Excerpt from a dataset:
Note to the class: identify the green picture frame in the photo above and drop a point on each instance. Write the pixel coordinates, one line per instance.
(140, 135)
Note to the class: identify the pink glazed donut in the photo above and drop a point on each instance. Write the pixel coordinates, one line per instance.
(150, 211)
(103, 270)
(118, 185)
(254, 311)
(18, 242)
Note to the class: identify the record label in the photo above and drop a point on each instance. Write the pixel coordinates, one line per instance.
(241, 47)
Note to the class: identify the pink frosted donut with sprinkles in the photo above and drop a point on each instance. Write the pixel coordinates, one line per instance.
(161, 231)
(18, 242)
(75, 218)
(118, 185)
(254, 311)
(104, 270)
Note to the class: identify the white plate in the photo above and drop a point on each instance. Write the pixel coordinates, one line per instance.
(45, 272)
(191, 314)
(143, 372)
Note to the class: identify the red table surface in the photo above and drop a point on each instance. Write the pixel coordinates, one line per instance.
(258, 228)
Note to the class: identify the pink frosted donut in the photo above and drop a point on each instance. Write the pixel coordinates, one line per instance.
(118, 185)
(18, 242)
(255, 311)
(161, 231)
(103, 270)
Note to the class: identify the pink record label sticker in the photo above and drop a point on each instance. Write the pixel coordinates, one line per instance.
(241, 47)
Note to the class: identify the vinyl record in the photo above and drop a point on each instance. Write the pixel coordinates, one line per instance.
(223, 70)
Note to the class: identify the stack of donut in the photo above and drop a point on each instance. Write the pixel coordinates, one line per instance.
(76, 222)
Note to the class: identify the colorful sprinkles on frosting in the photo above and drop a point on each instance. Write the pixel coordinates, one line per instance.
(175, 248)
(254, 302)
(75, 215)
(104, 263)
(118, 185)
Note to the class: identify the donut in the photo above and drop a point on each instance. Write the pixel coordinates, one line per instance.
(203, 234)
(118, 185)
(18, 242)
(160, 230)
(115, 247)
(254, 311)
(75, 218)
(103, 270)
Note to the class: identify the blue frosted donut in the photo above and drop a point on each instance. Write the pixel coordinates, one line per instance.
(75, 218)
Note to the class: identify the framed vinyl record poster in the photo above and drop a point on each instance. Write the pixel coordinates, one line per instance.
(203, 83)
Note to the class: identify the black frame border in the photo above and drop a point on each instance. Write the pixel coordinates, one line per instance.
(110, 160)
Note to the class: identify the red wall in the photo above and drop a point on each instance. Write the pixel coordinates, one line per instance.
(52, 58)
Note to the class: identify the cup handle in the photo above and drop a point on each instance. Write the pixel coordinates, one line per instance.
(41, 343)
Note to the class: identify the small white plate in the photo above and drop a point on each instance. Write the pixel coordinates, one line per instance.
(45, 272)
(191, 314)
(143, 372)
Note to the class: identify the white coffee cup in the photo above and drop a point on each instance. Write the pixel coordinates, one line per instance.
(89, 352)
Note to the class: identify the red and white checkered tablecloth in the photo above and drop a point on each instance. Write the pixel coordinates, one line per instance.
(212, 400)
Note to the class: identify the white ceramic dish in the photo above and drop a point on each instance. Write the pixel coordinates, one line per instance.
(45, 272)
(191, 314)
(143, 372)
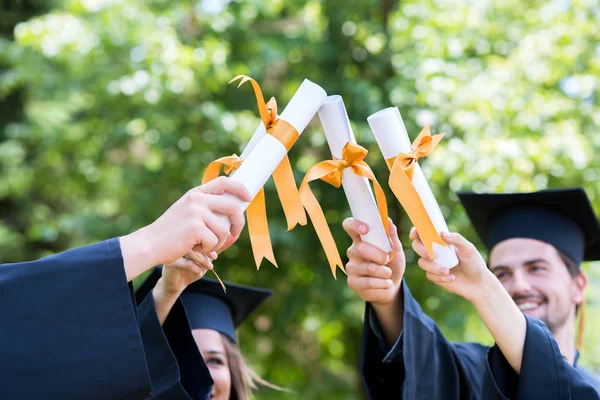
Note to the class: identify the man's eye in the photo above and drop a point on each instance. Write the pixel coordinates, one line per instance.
(215, 361)
(501, 275)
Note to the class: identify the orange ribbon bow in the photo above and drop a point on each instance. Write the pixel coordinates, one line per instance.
(330, 171)
(402, 170)
(283, 176)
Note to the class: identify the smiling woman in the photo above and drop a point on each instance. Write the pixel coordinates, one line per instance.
(214, 316)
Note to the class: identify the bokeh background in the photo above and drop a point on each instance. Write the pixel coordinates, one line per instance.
(111, 109)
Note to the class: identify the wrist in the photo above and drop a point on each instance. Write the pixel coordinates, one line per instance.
(137, 253)
(488, 286)
(391, 308)
(163, 292)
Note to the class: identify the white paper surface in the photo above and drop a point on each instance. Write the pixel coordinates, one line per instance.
(338, 131)
(392, 138)
(265, 154)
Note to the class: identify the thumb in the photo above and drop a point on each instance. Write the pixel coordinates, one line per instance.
(457, 240)
(393, 232)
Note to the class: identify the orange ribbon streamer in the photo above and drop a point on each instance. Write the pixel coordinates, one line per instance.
(400, 181)
(330, 171)
(284, 132)
(283, 175)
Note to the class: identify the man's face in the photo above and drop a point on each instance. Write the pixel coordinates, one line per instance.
(538, 280)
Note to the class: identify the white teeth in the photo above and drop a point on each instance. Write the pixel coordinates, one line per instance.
(527, 306)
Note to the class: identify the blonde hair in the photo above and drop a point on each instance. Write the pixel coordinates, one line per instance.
(244, 380)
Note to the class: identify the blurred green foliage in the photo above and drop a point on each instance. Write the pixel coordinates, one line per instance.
(112, 109)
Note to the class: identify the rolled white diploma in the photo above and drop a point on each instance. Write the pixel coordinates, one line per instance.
(266, 152)
(338, 131)
(392, 138)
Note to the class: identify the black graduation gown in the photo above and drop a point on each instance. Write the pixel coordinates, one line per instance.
(69, 329)
(424, 365)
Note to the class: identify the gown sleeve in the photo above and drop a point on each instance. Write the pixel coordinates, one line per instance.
(545, 374)
(69, 328)
(422, 364)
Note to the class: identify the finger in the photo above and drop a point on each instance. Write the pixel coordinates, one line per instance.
(420, 249)
(393, 231)
(179, 262)
(432, 267)
(228, 242)
(200, 260)
(206, 240)
(223, 185)
(440, 279)
(413, 233)
(189, 265)
(229, 207)
(458, 241)
(354, 228)
(361, 283)
(368, 269)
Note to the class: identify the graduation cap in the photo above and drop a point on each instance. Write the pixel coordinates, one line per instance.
(563, 218)
(208, 307)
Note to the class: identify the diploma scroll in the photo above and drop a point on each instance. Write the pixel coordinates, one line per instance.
(338, 131)
(392, 138)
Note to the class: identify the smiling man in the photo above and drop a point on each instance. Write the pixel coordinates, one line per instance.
(536, 243)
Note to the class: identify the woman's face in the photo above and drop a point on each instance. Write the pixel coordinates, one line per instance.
(212, 349)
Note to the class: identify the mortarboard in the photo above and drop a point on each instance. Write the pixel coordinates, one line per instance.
(563, 218)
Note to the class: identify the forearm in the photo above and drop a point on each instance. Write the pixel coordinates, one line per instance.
(136, 250)
(503, 320)
(390, 317)
(163, 301)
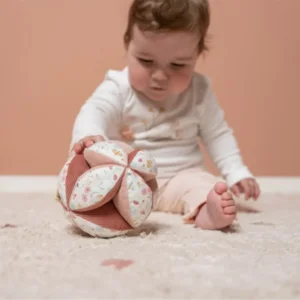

Aim. Turn the lines from the one containing "Note to the class: identify the woman's" through the end of the dataset excerpt into a numbered list, skipping blank lines and omitting any pictures.

Answer to the exercise.
1. Note to the class: identify the woman's face in the photo above and drop a point on each instance. Write the pixel coordinates, one line per instance.
2. (212, 349)
3. Note to the class: identify the mortarboard in the photo above and drop a point on each instance. Write the pixel coordinates, one line per instance.
4. (563, 218)
5. Note to the class: identify the forearm in the photo above and drop a point on each instance. Write the pixel coordinates, one line per instance.
6. (136, 250)
7. (503, 320)
8. (390, 317)
9. (163, 301)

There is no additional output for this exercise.